Entries from a dataset:
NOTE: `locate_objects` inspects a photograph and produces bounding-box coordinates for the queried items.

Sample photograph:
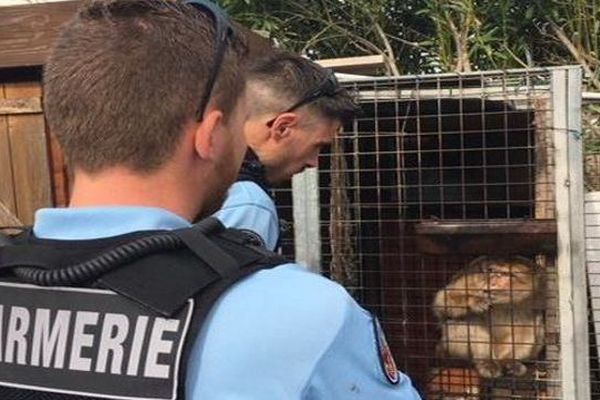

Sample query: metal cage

[275,67,590,399]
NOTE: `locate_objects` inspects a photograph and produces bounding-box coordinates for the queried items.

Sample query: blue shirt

[34,183,419,400]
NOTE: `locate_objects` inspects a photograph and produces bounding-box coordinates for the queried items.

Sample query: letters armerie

[0,283,192,398]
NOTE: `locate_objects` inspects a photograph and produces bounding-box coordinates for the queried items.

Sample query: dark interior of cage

[319,98,558,399]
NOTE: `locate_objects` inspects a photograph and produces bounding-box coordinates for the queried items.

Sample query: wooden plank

[5,82,52,224]
[552,68,591,399]
[0,85,17,214]
[316,54,385,75]
[415,220,556,235]
[49,135,71,207]
[0,201,23,227]
[416,233,556,256]
[0,97,42,115]
[0,1,81,67]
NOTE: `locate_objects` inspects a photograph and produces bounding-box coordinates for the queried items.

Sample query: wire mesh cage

[582,100,600,399]
[276,66,588,399]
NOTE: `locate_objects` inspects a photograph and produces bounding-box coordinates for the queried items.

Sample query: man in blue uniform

[217,52,357,250]
[11,0,418,400]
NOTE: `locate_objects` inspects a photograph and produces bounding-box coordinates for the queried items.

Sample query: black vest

[0,218,285,400]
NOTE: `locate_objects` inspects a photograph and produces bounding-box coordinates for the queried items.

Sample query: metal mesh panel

[582,104,600,399]
[278,70,561,399]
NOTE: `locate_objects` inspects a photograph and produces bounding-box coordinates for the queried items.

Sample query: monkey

[433,256,544,378]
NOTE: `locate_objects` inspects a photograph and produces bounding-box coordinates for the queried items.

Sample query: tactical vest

[0,218,285,400]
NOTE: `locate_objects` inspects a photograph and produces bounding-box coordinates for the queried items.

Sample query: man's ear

[194,110,223,159]
[271,112,299,140]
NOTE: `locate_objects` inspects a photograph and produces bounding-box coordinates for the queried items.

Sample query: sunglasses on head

[267,69,340,128]
[184,0,233,121]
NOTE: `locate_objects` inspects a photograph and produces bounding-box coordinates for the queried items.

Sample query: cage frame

[292,66,591,400]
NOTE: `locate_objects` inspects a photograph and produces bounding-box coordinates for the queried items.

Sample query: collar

[33,207,191,240]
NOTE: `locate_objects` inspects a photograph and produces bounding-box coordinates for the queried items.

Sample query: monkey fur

[433,256,544,378]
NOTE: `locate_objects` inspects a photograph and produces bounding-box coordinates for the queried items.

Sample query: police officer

[217,52,357,250]
[0,0,418,400]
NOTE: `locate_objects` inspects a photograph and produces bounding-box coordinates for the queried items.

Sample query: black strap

[174,224,239,277]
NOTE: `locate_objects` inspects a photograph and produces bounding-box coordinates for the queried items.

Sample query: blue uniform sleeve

[215,181,279,250]
[302,303,420,400]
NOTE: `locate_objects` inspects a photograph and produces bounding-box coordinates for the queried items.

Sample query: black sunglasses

[184,0,233,121]
[267,69,340,128]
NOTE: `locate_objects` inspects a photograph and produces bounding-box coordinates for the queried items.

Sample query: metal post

[292,168,321,272]
[552,67,591,400]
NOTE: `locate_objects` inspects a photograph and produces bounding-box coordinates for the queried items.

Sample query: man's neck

[69,168,202,221]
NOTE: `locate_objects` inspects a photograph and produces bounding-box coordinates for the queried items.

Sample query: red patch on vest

[373,317,400,385]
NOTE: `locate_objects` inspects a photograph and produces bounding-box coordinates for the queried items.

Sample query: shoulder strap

[99,221,286,317]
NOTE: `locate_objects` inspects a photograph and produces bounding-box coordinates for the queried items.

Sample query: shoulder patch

[373,316,400,385]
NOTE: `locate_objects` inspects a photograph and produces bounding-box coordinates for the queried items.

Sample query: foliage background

[220,0,600,184]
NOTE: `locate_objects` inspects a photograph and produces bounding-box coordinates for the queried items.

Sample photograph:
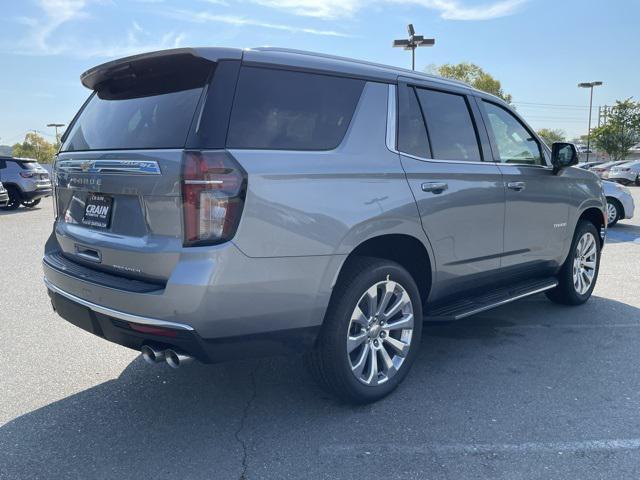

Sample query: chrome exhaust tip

[140,345,165,365]
[164,350,193,368]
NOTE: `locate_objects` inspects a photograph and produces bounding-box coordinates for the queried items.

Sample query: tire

[607,197,622,227]
[305,257,422,404]
[547,220,601,305]
[22,198,41,208]
[0,186,22,210]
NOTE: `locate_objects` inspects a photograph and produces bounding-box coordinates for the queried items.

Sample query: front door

[479,100,572,275]
[397,84,504,301]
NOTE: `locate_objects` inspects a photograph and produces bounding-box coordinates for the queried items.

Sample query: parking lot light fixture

[393,23,436,70]
[578,82,602,162]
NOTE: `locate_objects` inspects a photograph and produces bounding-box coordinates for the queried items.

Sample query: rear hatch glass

[62,80,203,152]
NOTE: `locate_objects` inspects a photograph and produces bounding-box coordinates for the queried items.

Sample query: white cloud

[165,10,350,37]
[250,0,528,20]
[13,0,185,58]
[394,0,527,20]
[252,0,368,18]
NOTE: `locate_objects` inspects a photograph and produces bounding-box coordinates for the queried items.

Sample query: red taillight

[182,150,247,246]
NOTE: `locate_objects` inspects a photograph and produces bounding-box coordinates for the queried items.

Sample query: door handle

[507,182,527,192]
[421,182,449,194]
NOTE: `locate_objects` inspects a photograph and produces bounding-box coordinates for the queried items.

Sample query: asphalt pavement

[0,192,640,480]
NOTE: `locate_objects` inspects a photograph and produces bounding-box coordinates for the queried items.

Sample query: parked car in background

[0,157,52,210]
[602,181,635,227]
[0,182,9,207]
[609,160,640,186]
[589,160,627,179]
[43,48,606,403]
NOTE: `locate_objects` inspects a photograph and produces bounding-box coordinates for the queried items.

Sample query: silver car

[608,160,640,185]
[0,157,52,210]
[602,181,635,227]
[43,48,606,403]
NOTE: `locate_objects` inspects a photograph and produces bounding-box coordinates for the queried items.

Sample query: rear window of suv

[62,88,202,152]
[12,160,40,170]
[62,58,214,152]
[227,67,365,150]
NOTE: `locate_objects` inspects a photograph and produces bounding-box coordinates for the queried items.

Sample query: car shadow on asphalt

[0,296,640,479]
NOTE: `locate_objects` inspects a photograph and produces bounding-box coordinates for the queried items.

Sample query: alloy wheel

[346,278,414,386]
[573,233,596,295]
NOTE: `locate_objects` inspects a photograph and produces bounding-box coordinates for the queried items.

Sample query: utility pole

[578,82,602,162]
[47,123,64,144]
[392,23,436,70]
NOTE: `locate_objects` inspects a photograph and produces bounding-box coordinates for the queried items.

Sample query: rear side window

[398,86,431,158]
[227,67,365,150]
[416,88,482,162]
[14,160,40,170]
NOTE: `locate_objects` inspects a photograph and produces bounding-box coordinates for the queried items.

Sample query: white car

[608,160,640,185]
[602,181,635,227]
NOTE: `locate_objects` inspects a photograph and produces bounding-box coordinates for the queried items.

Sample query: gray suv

[0,156,51,210]
[43,48,606,402]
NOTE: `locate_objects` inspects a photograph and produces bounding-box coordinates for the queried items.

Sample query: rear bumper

[45,279,319,363]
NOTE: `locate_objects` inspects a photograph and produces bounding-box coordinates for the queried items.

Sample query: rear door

[397,83,504,300]
[55,53,239,281]
[478,99,575,275]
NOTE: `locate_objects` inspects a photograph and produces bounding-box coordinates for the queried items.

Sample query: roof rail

[250,47,473,88]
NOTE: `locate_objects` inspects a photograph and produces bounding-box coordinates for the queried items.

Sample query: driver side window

[483,101,546,165]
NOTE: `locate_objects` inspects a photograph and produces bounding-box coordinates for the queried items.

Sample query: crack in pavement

[235,367,258,480]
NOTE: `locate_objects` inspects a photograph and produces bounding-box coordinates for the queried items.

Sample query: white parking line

[319,438,640,457]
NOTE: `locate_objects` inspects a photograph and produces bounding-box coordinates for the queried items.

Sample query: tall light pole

[393,23,436,70]
[578,82,602,162]
[47,123,64,143]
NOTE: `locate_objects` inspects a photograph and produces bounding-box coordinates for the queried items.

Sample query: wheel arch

[333,233,434,306]
[607,195,625,219]
[574,207,606,246]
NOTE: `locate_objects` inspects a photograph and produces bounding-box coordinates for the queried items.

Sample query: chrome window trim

[44,277,193,331]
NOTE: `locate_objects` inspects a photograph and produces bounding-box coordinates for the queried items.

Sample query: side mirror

[551,142,579,173]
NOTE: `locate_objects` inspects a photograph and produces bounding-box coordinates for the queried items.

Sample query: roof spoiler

[80,48,242,90]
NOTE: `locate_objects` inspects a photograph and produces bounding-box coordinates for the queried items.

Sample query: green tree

[12,132,57,163]
[538,128,566,146]
[591,98,640,160]
[428,62,512,103]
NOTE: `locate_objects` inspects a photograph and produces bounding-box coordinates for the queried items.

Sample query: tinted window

[398,86,430,158]
[62,88,202,151]
[417,88,482,162]
[484,102,545,165]
[227,67,364,150]
[13,160,40,170]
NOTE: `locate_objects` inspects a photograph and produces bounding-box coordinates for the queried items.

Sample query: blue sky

[0,0,640,144]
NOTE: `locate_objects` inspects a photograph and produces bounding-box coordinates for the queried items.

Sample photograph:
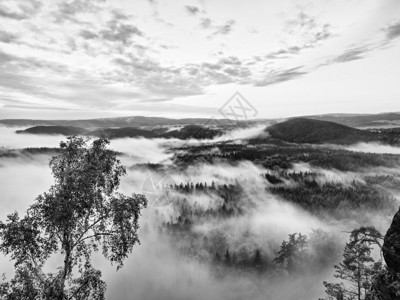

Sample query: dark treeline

[174,143,400,171]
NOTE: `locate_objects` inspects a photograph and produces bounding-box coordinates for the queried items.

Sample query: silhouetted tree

[0,137,147,300]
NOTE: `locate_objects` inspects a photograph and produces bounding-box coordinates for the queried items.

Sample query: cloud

[53,0,101,23]
[385,21,400,40]
[184,5,200,16]
[100,19,143,44]
[200,18,212,29]
[331,46,371,63]
[255,66,308,86]
[0,30,17,44]
[213,19,236,35]
[274,11,334,59]
[79,29,99,40]
[0,0,41,20]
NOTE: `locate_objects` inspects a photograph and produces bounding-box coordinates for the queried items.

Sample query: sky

[0,0,400,119]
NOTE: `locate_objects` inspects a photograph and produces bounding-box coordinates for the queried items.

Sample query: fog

[0,127,395,300]
[345,143,400,154]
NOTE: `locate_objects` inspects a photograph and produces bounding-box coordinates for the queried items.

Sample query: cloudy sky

[0,0,400,119]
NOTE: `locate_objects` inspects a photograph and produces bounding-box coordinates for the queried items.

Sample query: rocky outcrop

[382,210,400,273]
[367,210,400,300]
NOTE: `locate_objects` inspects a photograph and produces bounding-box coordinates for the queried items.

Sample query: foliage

[0,137,146,300]
[324,227,383,300]
[274,233,307,271]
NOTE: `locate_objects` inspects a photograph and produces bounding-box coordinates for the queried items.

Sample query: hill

[266,118,379,144]
[0,116,241,129]
[16,126,87,136]
[86,125,223,140]
[305,113,400,128]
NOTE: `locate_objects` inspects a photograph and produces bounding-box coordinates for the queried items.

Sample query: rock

[382,210,400,273]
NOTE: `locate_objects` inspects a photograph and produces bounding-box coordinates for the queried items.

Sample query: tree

[0,137,147,300]
[324,227,382,300]
[274,233,307,271]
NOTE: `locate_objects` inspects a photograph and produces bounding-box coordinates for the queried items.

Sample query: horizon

[0,0,400,119]
[0,111,400,122]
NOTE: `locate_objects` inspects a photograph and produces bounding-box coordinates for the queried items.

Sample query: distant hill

[305,113,400,128]
[266,118,379,144]
[0,116,241,129]
[16,126,87,136]
[86,125,223,140]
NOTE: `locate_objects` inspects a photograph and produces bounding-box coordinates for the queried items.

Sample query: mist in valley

[0,126,400,300]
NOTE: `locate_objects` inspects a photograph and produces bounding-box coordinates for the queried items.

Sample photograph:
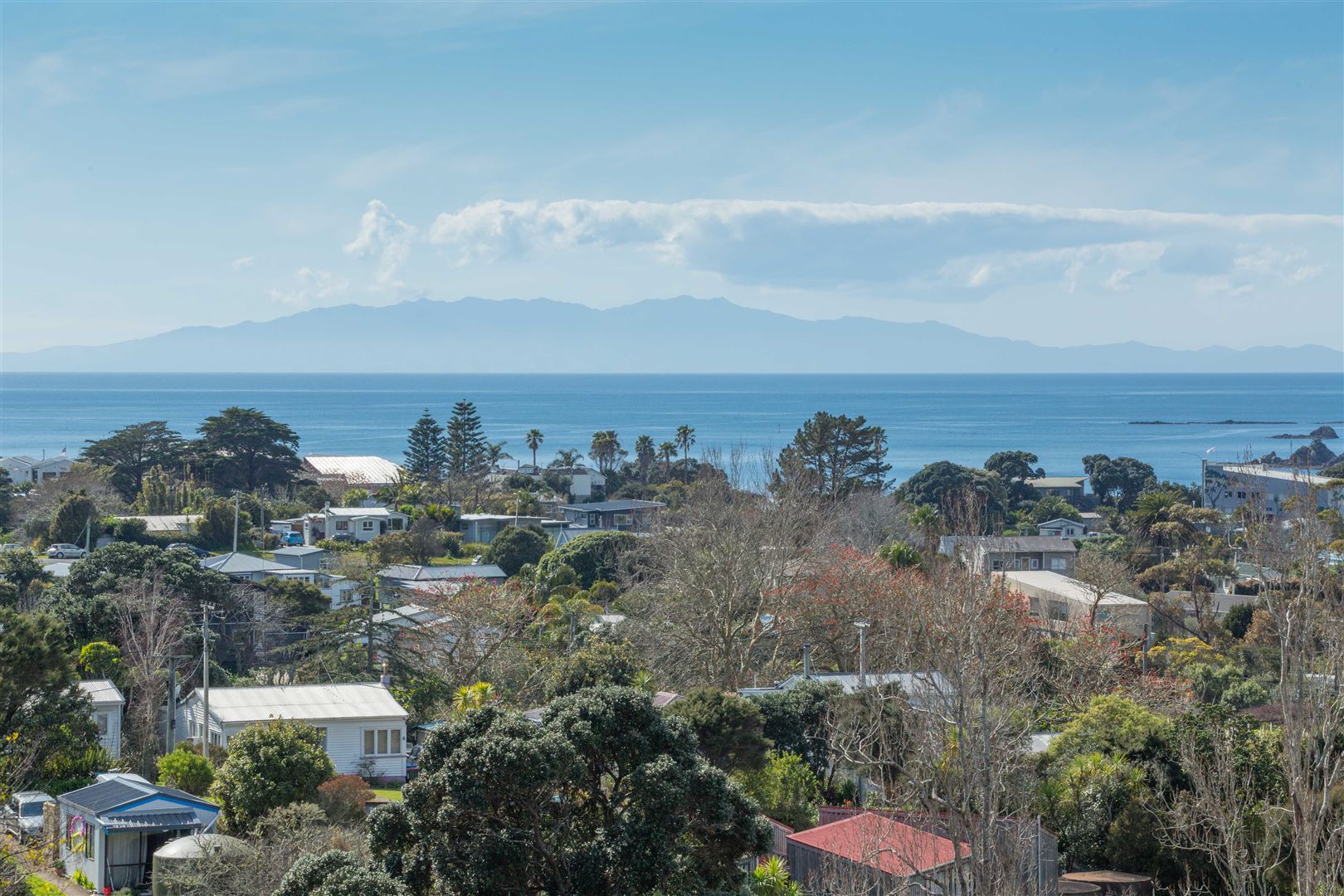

Problem details:
Could you lay out the rows as a JSON list of strings, from the first line through the line with "[34,183,419,400]", both included? Use one string per line, skip blank lines, and leave out the pictures.

In response:
[
  "NOTE: `locate_objects` inspects a photograph and produces bounding-box coordinates for the queried items.",
  "Sample photograph:",
  "Sample query: metal cage",
  "[275,67,590,399]",
  "NOTE: `locate_objects` inspects a photograph and produces bounding-box coordinates for the queried items.",
  "Sample query: blue shirt",
  "[34,183,419,400]"
]